_Written task_
Arrange every line of the listing below as a numbered list, omitting blank lines and leaving the pictures out.

* START Listed records *

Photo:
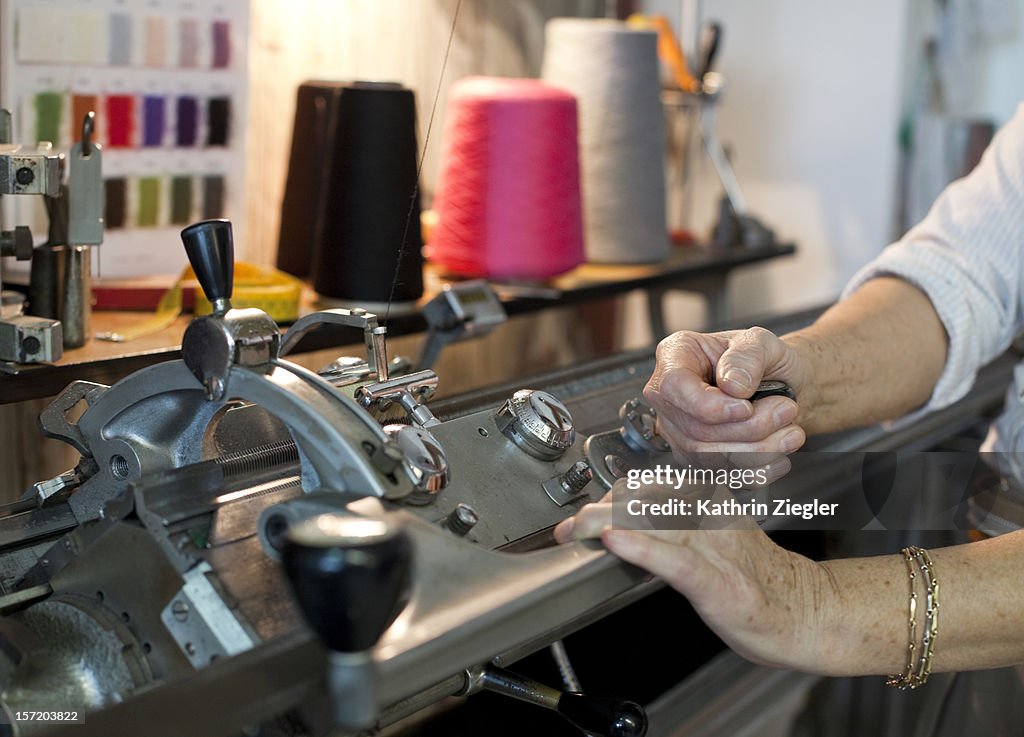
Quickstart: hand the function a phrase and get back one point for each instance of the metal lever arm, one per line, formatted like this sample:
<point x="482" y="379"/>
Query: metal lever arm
<point x="373" y="334"/>
<point x="593" y="714"/>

* END Listed records *

_Correct output_
1. Photo:
2. Quickstart: hand the function a phrase and get back one point for each instance of the metal lever arm, one per line, formatted like this sample:
3. <point x="482" y="379"/>
4. Query: metal lever arm
5. <point x="373" y="334"/>
6. <point x="593" y="714"/>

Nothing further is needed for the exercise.